Given request 1 — Update the location identification entries from the line that has "point: neck, one" through the end of those entries, replacing "marker" with "dot" and leaving everything else unchanged.

III.  CONFIDENTIALITY OF TRANSACTIONS

   A. Information relating to the Company's portfolio and research and studies
      activities is confidential until publicly available.  Whenever statistical
      information or research is supplied to or requested by the Company, such
      information must not be disclosed to any persons other than as duly
      authorized by the President or the Board of Directors/Trustees of the
      Company.  If the Company is considering a particular purchase or sale of a
      security, this must not be disclosed except to such duly authorized
      persons.

IV.  ETHICAL STANDARDS

   A. Access persons shall conduct themselves in a manner consistent with the
      highest ethical standards.  They shall avoid any action, whether for
      personal profit or otherwise, that results in an actual or potential
      conflict of interest, or the appearance of a conflict of interest, with
      the Company or which may be otherwise detrimental to the interests of the
      Company.

Location identification entries —

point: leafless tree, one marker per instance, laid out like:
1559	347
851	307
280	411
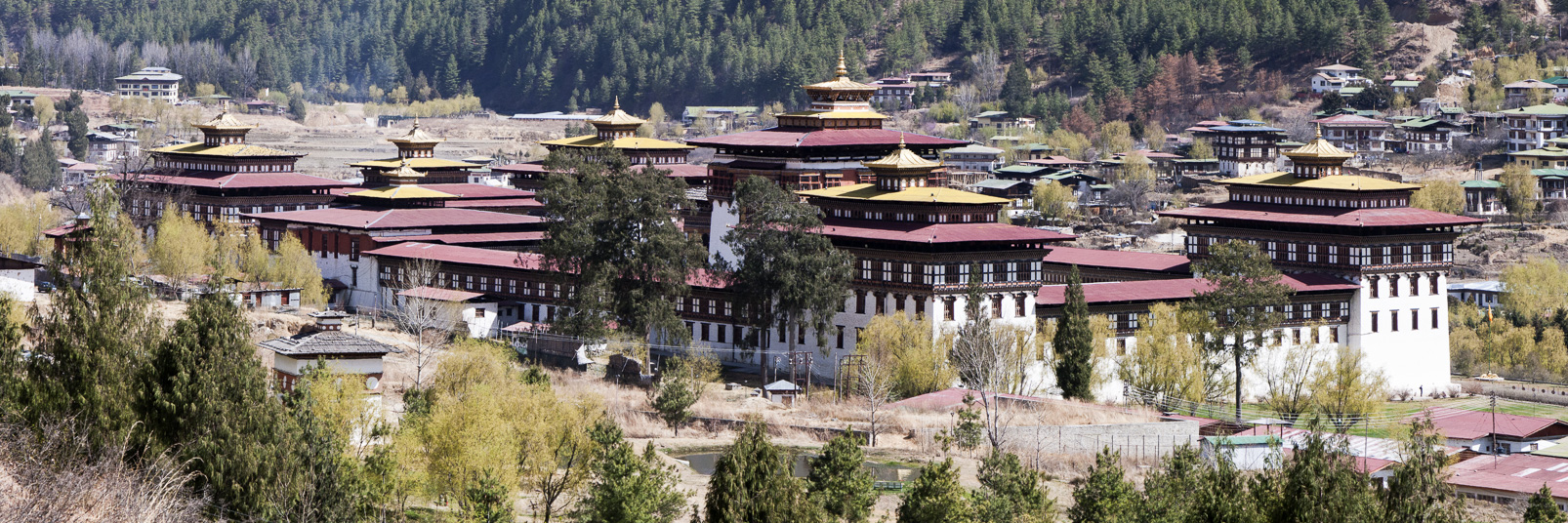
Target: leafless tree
875	383
430	321
980	354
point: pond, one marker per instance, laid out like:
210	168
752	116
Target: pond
704	463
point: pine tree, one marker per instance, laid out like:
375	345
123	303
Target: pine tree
752	484
206	396
1106	495
841	483
1544	507
39	165
1074	343
1009	492
936	497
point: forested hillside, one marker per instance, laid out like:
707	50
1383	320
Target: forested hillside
553	54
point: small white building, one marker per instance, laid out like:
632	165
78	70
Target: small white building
325	343
157	83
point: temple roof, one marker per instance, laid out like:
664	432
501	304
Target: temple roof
223	121
229	150
924	194
1342	181
634	142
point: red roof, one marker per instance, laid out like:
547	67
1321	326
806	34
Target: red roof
499	259
397	218
1469	424
1516	473
1174	290
237	181
934	232
1392	217
1352	121
447	295
797	137
1120	259
473	238
1055	162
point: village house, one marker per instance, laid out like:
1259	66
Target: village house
972	157
1529	127
326	344
157	83
1356	135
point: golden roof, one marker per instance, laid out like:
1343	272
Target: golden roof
616	116
416	137
400	193
225	150
620	142
841	80
223	121
1319	147
416	163
902	158
921	194
1340	181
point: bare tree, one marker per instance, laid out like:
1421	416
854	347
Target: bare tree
875	382
430	321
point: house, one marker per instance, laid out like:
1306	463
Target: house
931	79
1018	191
1480	198
325	343
895	91
1529	127
157	83
1485	295
1493	434
1427	135
993	119
1528	91
1510	479
471	312
974	157
1335	79
1356	135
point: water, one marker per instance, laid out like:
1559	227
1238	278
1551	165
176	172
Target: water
704	463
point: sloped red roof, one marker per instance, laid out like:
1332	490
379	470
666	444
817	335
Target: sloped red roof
1174	290
397	218
934	232
237	181
1340	217
1120	259
799	137
1468	424
501	259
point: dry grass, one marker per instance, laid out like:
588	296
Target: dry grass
52	476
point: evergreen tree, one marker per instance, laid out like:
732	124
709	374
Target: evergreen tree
615	230
628	487
1106	495
206	396
841	483
936	497
91	342
1016	91
784	271
752	484
39	165
1074	343
1544	507
1009	492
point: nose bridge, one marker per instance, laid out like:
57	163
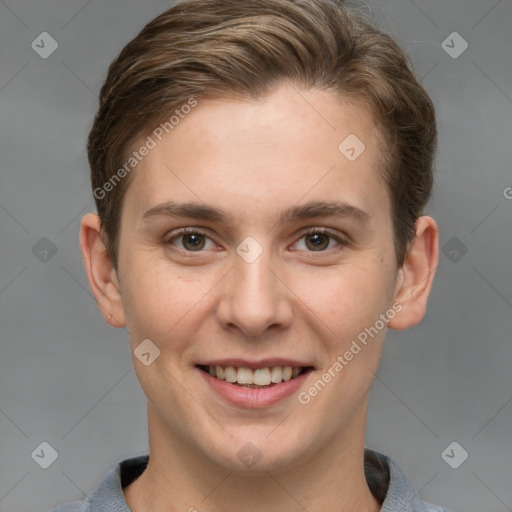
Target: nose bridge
253	299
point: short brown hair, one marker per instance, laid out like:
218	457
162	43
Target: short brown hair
245	49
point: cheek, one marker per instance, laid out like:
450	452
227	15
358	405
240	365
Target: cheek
156	299
347	298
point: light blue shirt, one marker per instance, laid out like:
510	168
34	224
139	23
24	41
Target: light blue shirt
386	480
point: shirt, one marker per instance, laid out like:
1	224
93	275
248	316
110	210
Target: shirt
385	479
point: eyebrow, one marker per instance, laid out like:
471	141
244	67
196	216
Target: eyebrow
311	210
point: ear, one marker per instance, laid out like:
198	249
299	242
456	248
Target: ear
416	275
100	271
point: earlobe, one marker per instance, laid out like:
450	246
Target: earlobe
100	271
415	278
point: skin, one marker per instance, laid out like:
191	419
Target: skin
252	160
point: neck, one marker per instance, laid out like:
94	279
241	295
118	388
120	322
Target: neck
179	478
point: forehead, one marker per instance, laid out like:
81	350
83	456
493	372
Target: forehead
253	156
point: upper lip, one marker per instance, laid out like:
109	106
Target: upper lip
253	365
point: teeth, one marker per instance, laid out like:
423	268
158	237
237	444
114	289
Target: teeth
253	378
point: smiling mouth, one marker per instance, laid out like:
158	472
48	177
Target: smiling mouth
260	378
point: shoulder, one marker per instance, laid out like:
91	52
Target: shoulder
388	483
75	506
109	493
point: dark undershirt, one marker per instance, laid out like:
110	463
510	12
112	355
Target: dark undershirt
376	471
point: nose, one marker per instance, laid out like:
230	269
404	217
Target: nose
254	298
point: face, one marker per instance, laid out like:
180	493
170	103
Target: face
248	239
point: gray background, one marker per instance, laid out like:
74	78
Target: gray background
66	377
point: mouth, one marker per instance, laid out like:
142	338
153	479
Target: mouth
255	378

Given request 2 —
Answer these questions about the confidentiality and ethics passage:
(a) Until when is information about the Company's portfolio and research and studies activities confidential?
(b) Who may authorize disclosure of statistical information or research supplied to or requested by the Company?
(c) Access persons must conduct themselves in a manner consistent with what?

Task output 1 —
point: neck, one dot per instance, laid out like:
94	279
241	295
118	388
120	322
Target: neck
179	478
point: forehead, one dot per instance, laid out like:
81	350
83	456
493	372
Target: forehead
253	156
point: upper lip, one dot per instance, laid out like:
109	106
Target: upper lip
253	365
point: teeth, one dot per instance, laid out like:
423	268
158	237
237	444
114	289
Target: teeth
253	378
point: smiling mouth, one dot per instance, laid out like:
158	472
48	177
Target: smiling mouth
260	378
point: shoulder, one dot per instance, laid out like:
91	52
Target: shoulder
388	483
75	506
109	493
point: dark undershirt, one dot per instance, laid out like:
110	463
510	12
112	355
Target: dark undershirt
376	471
point: nose, one dot per instance, laid out like:
230	269
404	217
Target: nose
254	298
point: face, one dot per instance, laid out like:
180	493
170	103
Target: face
248	239
point: gray background, one dot per instance, laid out like:
74	78
Target: gray background
66	377
point: mouth, one dot per instance, laid out like:
142	338
153	479
Target: mouth
255	378

Task output 2 —
(a) Until it is publicly available.
(b) The President or the Board of Directors/Trustees of the Company.
(c) The highest ethical standards.